MS And Hobbies

What is your favorite pastime?

“A hobby a day keeps the doldrums away.” ~ Phyllis McGinley

I make my life look so pretty on Facebook but the ugly truth is most days are a struggle. My biggest difficulty is trying to find some leisure pursuits that keep me entertained. But the main impression these activities have on my life is the ability to take my mind off the MonSter. They are excellent diversions. And a good distraction can be such a great escape.

So with your help, I need to find a new hobby.

Currently I read books, watch TV, and write blog post. I enjoy all these activities but would love some suggestions on a new pastime. I am asking you because you understand my limitations. I use a wheelchair and scooter to get around. Most people think those contraptions confine me. To some extent that is true. But I’ve learned to function very well with the help of those aids. So despite my appearance, my wheelchair is not my main source of restriction. My biggest vulnerability is fatigue. The problem is, when I’m tired, I’m so very tired. Because of the extreme exhaustion, my abilities are curbed and my choices for hobbies are diminished.

I am 40 years old. I still have an active spirit. I’ve never been excited doing puzzles or sitting around taking it easy. So I need your help. What are some of your suggestions? Any good movies or television shows I can watch? Do you recommend any books? Is there anything unusual you enjoy doing like laughter yoga?

All ideas are welcomed.

Author: Nicole Lemelle

My name is Nicole Lemelle. I am a writer, activist and a person living with Multiple Sclerosis. I created My New Normals to educate those who do not understand MS, reassure people with similar plights and inspire everyone to seize command of their lives.

··········

What you will do
In the post on MS and hobbies, what does the writer name as her biggest vulnerability? Answer using only the text above.

··········

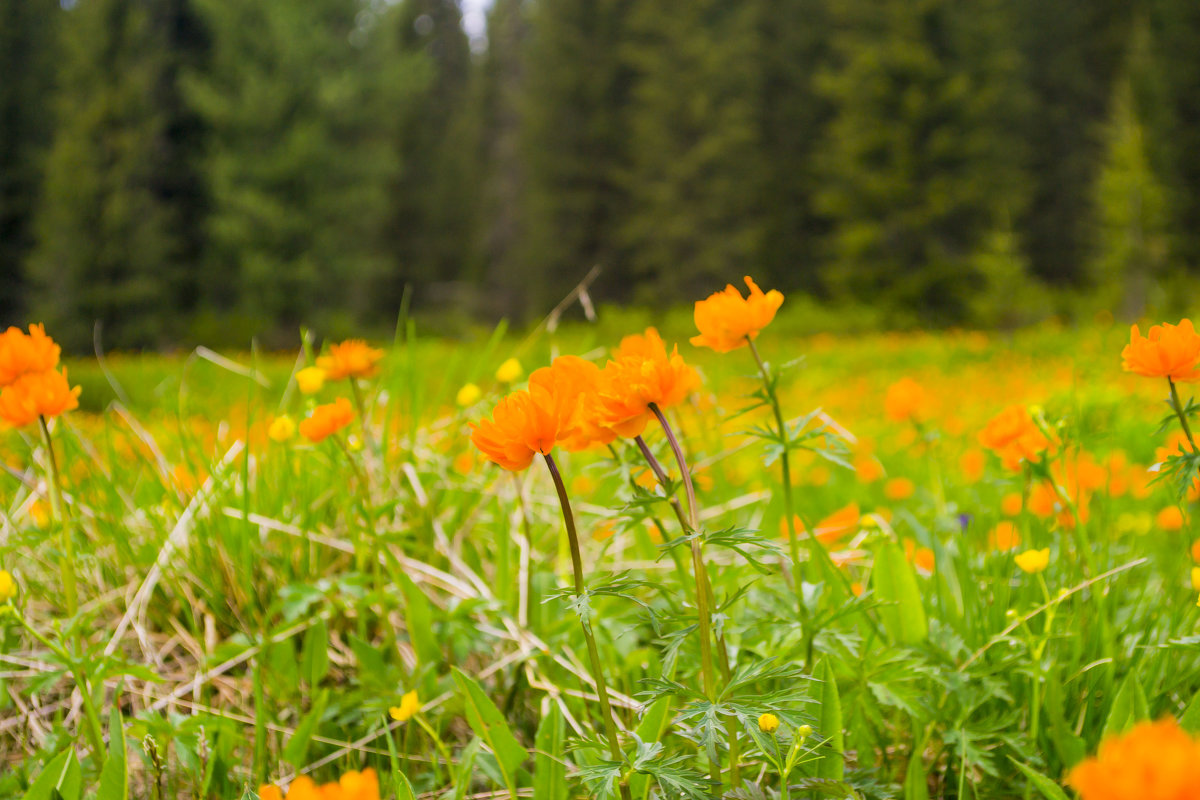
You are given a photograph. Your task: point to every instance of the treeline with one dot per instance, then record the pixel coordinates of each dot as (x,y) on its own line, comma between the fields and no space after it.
(216,169)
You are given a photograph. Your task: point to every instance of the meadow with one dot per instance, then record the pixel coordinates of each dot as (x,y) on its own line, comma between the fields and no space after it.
(229,581)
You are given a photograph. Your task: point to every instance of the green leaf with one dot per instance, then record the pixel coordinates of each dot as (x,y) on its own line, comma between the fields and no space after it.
(298,745)
(550,771)
(1048,788)
(489,725)
(61,776)
(1129,707)
(832,764)
(316,653)
(419,620)
(895,585)
(114,775)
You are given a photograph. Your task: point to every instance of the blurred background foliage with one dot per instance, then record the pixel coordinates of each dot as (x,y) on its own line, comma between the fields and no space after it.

··········

Result of the task
Fatigue.